-- START OF Data for the task --

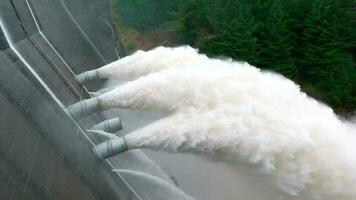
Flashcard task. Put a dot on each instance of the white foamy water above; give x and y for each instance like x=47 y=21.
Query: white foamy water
x=237 y=113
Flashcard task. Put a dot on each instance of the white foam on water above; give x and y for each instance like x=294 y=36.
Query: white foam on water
x=237 y=113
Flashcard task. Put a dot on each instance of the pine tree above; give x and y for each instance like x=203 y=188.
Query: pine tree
x=325 y=62
x=275 y=39
x=234 y=29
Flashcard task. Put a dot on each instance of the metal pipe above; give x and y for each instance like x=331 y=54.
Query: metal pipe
x=110 y=125
x=84 y=108
x=110 y=148
x=87 y=76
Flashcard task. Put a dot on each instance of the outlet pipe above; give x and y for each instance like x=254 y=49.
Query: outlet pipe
x=87 y=76
x=110 y=125
x=110 y=148
x=84 y=108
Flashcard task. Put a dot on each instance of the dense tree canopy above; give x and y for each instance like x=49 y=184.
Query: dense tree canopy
x=312 y=42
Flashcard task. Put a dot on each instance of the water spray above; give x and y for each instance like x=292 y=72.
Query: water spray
x=110 y=148
x=110 y=125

-- END OF Data for the task --

- **Problem to solve**:
Do not copy the pictures, but repeat every line exactly.

- **Expected output**:
Flashcard task. Put a dot on each instance of the white foamy water above; give x and y for each instance like x=47 y=21.
Query: white foamy water
x=237 y=113
Flashcard task. Put a dot on each instance of the white foam on water above; give x and y for each instance like x=294 y=36.
Query: white foam on water
x=237 y=113
Flashcard task. Put a dot on each instance of the pine tree above; give x and y for each instance like x=203 y=188.
Query: pine tree
x=325 y=62
x=275 y=39
x=234 y=29
Flashcard task. Put a dot on each instance of the metal pipe above; give x and y for each instance like x=331 y=54.
Query: metal pipe
x=110 y=125
x=84 y=108
x=110 y=148
x=87 y=76
Flashcard task. Put a dot on each instance of the outlet pipe above; give x and y for each instance like x=254 y=49.
Query: outlet pipe
x=87 y=76
x=110 y=125
x=110 y=148
x=84 y=108
Flashcard task. Put a dot on each instance of the dense tree canopy above; give x and y for each instance like x=49 y=184.
Query: dense tree canopy
x=312 y=42
Flashcard task. Put a dot on each instance of the water spray above; give x and y for each instance like x=292 y=72.
Query: water spray
x=110 y=148
x=110 y=125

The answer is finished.